Work instructions:
1: Answer these questions using the usage record post.
(a) Who did the writer recently have a conversation with?
(b) What are the three ways the application designer could choose to store or get usage information?
(c) What are the two models the writer names for exchanging accounting information?
2: Write out the stretch of the usage record post from "[Date Prev][Date Next][Thread" through "on this matter.".

Reading passage:
###
[Date Prev][Date Next][Thread Prev][Thread Next][Date Index][Thread Index]

Resource Usage Format - Accounting Information Sharing Models



Usage Record Format - Accounting Information Sharing Models

In a conversation I recently had with Jian Zhang, we discussed the fact that
there are more than one models for exchanging accounting and usage
information. In order to pick the "right" one to target for the emerging
Usage Record Format Working Group, we would like to solicit your feedback
and thoughts on this matter.

It is believed that it does not make sense to proscribe in what format the
end-application should store the usage and accounting records. We believe we
should allow the application designer the flexibility to choose whether to
store this information in a relational database, a directory service, or
extract it out of flat files or logs. What is critical, is that an external
entity can request this information in a known way and be able to interpret
the results of that request. 

I believe there are at least two models for exchanging this accounging
information - (I) passing full accounting records around, or (II) defining a
query syntax language. In both cases, a set of semantics would need to be
defined to describe the bounds of resource usage. Is it more important that
the generator of usage records be able to package it up into a known
complete record format when requested or that it be able to respond to query
requests with the appropriate specific responses?
###
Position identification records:
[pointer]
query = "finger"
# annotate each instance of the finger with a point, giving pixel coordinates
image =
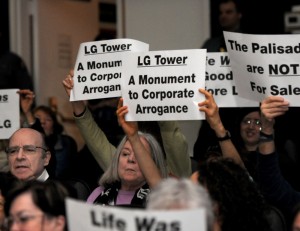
(120, 102)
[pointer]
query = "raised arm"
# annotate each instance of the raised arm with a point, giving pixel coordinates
(26, 101)
(96, 140)
(274, 187)
(176, 149)
(211, 110)
(271, 108)
(142, 154)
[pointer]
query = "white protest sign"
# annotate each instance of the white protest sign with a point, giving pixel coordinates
(219, 82)
(98, 68)
(90, 217)
(9, 112)
(265, 65)
(163, 85)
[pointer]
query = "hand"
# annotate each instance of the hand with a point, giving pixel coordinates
(26, 100)
(270, 108)
(130, 128)
(68, 82)
(211, 110)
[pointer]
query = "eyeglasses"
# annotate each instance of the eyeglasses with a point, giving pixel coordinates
(255, 122)
(21, 220)
(27, 149)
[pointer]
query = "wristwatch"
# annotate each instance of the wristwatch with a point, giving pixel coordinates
(226, 137)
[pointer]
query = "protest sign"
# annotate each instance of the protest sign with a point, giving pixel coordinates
(98, 68)
(90, 217)
(219, 81)
(163, 85)
(265, 65)
(9, 112)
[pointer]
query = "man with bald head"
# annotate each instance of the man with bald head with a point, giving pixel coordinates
(28, 155)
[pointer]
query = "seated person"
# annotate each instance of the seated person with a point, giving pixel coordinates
(173, 194)
(36, 206)
(62, 146)
(137, 166)
(174, 143)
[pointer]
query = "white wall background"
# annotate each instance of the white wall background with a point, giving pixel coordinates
(59, 26)
(167, 24)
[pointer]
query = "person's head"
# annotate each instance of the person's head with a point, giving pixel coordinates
(250, 127)
(27, 154)
(36, 206)
(240, 204)
(124, 167)
(48, 120)
(296, 218)
(229, 15)
(173, 194)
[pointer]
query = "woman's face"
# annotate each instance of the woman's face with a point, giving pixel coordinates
(25, 215)
(46, 121)
(249, 129)
(128, 169)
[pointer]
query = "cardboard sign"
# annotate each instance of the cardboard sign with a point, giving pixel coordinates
(163, 85)
(99, 67)
(265, 65)
(219, 80)
(89, 217)
(9, 112)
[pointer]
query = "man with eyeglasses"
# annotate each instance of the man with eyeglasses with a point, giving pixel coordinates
(28, 155)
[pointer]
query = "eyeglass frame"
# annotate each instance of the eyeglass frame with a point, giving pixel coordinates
(24, 147)
(255, 122)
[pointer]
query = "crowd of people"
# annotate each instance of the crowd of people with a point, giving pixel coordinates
(245, 179)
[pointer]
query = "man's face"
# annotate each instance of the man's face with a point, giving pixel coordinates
(229, 17)
(249, 129)
(27, 165)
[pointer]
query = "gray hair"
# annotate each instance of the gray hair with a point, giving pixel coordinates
(173, 193)
(111, 175)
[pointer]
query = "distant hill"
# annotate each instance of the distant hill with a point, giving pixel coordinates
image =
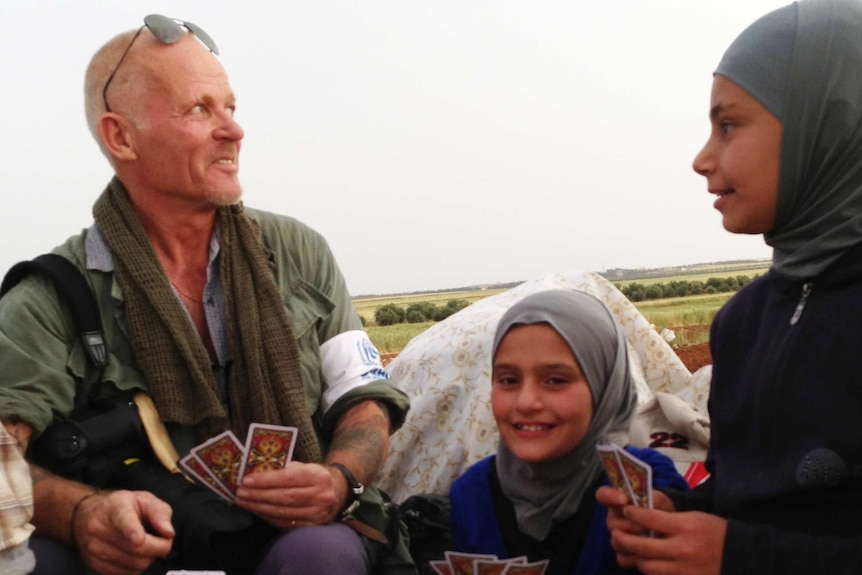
(623, 275)
(615, 275)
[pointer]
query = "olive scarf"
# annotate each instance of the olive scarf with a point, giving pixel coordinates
(266, 381)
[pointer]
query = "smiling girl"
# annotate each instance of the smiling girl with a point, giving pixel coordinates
(560, 384)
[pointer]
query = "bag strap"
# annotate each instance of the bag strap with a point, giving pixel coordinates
(72, 288)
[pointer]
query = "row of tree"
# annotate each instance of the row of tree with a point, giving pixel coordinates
(640, 292)
(418, 312)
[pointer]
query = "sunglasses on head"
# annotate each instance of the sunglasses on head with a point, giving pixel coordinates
(166, 30)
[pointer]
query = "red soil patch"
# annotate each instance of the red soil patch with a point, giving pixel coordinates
(694, 356)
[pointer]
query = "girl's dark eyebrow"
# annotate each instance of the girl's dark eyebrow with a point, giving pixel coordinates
(716, 110)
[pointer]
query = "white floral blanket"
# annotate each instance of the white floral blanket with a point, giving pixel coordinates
(446, 372)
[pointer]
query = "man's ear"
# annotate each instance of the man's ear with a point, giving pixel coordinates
(117, 136)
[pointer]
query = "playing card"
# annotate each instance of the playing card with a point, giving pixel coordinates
(462, 563)
(490, 566)
(267, 447)
(608, 453)
(537, 568)
(639, 477)
(441, 567)
(193, 466)
(222, 455)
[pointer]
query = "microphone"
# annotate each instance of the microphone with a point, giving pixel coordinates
###
Completed exercise:
1:
(a) Jian Zhang.
(b) In a relational database, in a directory service, or by extracting it from flat files or logs.
(c) Passing full accounting records around, or defining a query syntax language.

2:
[Date Prev][Date Next][Thread Prev][Thread Next][Date Index][Thread Index]

Resource Usage Format - Accounting Information Sharing Models



Usage Record Format - Accounting Information Sharing Models

In a conversation I recently had with Jian Zhang, we discussed the fact that
there are more than one models for exchanging accounting and usage
information. In order to pick the "right" one to target for the emerging
Usage Record Format Working Group, we would like to solicit your feedback
and thoughts on this matter.